[Records for this exercise — start]

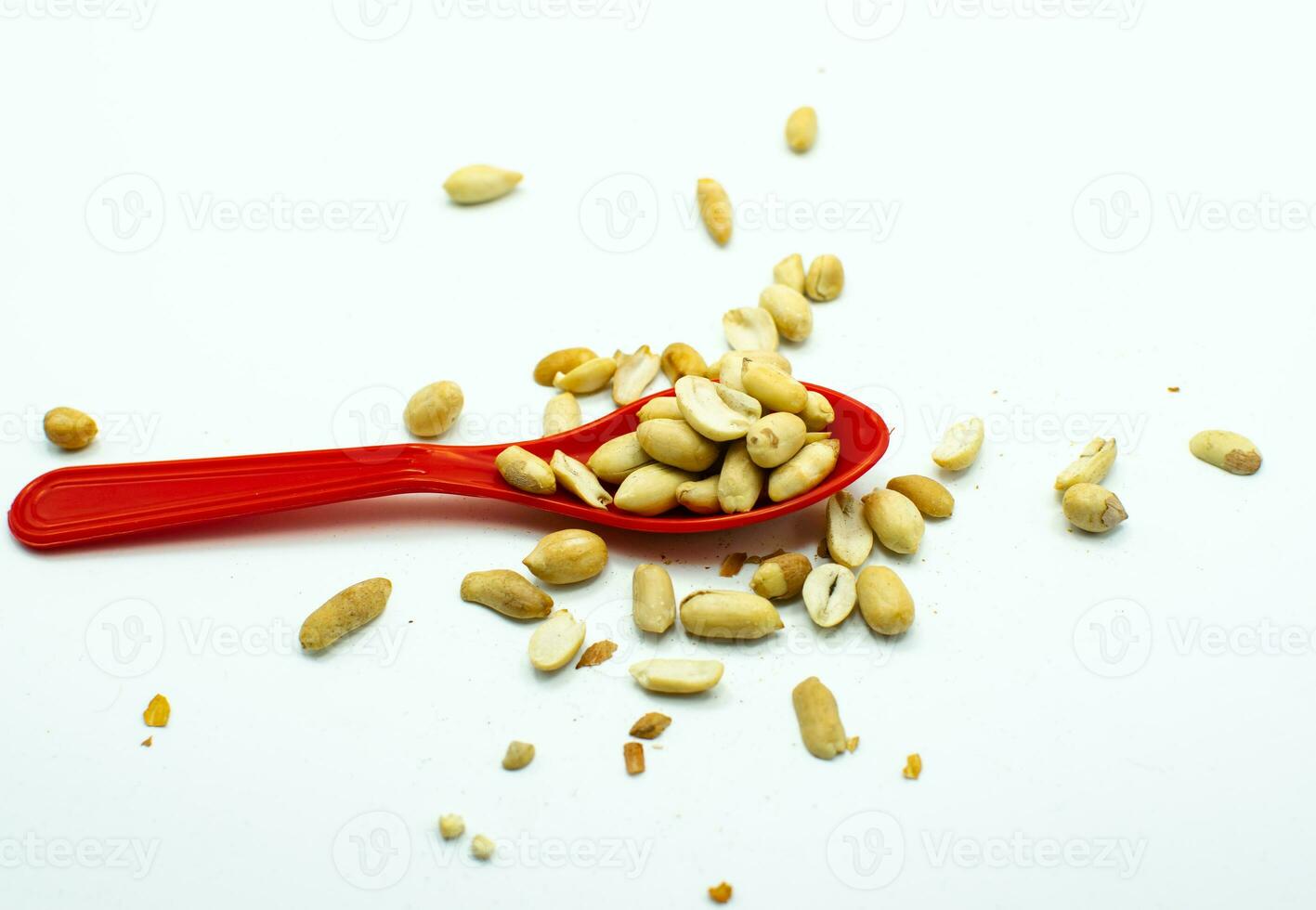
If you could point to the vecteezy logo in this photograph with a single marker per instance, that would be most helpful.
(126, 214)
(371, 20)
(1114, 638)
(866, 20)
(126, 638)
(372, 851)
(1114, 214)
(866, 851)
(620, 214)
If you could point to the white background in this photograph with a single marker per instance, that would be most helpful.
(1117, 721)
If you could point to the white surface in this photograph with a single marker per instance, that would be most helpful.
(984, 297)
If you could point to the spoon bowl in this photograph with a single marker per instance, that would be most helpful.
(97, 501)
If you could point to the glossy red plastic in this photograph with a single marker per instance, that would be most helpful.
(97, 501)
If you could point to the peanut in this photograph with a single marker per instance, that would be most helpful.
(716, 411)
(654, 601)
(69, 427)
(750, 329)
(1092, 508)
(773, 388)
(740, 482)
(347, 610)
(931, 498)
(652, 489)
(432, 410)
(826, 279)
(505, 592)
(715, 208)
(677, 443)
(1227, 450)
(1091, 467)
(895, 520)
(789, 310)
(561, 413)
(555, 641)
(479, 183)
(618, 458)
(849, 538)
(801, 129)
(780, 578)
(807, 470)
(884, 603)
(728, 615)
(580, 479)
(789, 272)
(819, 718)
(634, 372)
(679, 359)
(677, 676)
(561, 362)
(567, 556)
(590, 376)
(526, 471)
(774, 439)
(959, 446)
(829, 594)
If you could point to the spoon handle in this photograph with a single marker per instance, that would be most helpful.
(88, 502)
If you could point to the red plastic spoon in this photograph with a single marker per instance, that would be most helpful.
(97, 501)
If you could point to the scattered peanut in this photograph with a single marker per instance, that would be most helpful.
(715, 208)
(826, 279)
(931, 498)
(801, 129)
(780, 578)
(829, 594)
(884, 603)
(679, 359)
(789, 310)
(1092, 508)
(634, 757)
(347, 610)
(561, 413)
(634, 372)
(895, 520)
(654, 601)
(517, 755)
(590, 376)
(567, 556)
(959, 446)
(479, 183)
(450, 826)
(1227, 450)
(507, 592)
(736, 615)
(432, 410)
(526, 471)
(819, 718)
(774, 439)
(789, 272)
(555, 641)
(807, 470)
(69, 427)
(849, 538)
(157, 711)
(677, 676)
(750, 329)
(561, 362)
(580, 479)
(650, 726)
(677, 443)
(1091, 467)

[Records for this exercise — finish]
[Records for this exercise — start]

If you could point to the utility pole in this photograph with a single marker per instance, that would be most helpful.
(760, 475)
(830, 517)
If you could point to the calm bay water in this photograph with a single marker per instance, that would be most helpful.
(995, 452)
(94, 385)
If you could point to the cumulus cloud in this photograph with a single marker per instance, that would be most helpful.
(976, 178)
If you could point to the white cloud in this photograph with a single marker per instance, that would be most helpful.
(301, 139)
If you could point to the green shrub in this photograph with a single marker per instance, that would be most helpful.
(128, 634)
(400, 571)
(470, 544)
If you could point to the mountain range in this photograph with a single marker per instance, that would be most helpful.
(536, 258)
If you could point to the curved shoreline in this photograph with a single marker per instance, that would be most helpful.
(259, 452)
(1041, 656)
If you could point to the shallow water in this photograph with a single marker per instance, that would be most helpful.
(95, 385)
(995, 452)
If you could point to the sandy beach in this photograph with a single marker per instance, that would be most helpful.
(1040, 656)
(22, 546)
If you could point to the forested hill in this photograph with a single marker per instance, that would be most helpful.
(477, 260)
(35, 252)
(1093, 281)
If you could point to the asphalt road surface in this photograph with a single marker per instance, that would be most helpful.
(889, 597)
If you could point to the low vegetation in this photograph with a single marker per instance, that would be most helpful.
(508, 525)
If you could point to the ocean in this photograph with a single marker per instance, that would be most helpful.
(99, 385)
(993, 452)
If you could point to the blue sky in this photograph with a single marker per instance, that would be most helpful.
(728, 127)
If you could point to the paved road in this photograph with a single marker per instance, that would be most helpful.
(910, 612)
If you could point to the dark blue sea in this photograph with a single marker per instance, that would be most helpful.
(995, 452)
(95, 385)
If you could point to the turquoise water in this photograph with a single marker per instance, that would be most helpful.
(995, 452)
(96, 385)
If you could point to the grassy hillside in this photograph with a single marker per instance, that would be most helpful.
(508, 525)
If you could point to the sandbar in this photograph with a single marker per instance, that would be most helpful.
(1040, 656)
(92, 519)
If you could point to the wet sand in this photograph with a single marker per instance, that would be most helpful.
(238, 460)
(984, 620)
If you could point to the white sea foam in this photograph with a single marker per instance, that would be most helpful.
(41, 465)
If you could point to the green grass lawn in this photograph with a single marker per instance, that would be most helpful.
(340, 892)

[Records for this exercise — finish]
[Records for this exercise — start]

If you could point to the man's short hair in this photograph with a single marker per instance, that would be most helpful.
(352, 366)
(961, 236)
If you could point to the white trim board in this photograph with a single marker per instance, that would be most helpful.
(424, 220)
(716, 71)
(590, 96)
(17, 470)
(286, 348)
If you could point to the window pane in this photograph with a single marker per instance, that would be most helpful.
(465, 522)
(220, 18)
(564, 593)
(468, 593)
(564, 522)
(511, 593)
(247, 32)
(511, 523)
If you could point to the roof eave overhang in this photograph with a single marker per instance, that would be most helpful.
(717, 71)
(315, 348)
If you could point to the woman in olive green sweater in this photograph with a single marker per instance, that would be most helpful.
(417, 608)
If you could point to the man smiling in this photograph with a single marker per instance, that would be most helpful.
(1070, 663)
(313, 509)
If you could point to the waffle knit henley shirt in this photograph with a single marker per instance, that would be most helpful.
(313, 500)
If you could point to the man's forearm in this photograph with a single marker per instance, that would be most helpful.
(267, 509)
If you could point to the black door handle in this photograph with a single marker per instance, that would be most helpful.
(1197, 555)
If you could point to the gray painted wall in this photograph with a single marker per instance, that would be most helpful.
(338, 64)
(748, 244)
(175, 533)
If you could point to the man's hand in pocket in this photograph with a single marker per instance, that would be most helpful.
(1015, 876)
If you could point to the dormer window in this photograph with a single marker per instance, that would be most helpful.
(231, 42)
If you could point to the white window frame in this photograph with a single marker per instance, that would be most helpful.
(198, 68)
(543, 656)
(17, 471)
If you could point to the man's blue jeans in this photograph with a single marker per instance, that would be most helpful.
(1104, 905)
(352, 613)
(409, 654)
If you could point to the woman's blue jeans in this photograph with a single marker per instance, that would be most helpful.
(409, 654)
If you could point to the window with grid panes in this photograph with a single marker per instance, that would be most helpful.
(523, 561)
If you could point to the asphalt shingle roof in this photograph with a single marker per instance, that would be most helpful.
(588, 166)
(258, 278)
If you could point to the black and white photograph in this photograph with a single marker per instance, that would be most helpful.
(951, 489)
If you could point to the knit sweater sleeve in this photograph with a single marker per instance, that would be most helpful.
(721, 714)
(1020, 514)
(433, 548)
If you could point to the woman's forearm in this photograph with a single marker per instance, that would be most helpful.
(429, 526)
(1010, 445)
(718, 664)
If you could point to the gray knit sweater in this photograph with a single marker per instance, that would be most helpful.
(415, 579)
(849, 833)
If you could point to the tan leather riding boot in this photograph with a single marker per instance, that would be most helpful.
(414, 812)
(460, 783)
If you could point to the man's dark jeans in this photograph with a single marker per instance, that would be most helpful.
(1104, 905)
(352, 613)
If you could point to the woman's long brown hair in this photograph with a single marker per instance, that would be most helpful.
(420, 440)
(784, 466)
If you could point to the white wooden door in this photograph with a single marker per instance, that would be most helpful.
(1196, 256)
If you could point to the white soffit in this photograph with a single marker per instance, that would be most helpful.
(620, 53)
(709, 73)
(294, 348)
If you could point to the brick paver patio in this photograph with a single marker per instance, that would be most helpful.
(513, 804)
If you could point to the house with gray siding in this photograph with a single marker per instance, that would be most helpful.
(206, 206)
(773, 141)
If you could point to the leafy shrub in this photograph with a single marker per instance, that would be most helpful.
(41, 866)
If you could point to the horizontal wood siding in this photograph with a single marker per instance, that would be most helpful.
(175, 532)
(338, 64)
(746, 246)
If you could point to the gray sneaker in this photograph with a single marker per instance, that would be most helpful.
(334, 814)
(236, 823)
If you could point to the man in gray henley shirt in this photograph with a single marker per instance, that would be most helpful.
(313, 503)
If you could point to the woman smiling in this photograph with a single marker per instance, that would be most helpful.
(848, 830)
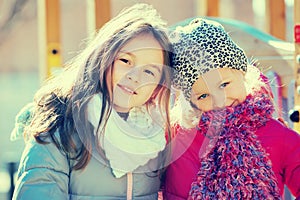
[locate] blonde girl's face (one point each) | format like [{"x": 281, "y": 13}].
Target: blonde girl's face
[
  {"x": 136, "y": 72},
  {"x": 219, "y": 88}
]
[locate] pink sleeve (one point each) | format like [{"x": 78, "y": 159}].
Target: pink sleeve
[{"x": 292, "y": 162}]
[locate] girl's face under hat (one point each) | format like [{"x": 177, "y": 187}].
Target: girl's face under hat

[Records for this exercise — finish]

Assignment = Using the data above, retype exactly the lines from the line with "If you could point to the horizontal" to the line with "Target: girl's face under hat", inclusive. No pictures and nothing else.

Exercise response =
If you could point to the horizontal wood siding in this photograph with a single marker per instance, that would be most helpful.
(175, 532)
(338, 64)
(746, 246)
If you could point to the gray sneaker in this photograph with a single marker per instance, that would be most helpful.
(334, 814)
(236, 823)
If you could point to the man in gray henley shirt in this photograph with a single marker per instance, that would be most helpful.
(313, 503)
If you could point to the woman smiling in this photograph with a single marker per instance, that would be most helpful.
(848, 830)
[locate] blonde girl's face (one point each) | format like [{"x": 281, "y": 13}].
Target: blonde girl's face
[
  {"x": 136, "y": 72},
  {"x": 219, "y": 88}
]
[locate] pink sleeve (one point each) | format like [{"x": 78, "y": 159}].
Target: pink sleeve
[{"x": 292, "y": 162}]
[locate] girl's face under hat (one point each) | format like [{"x": 177, "y": 187}].
Target: girl's face under hat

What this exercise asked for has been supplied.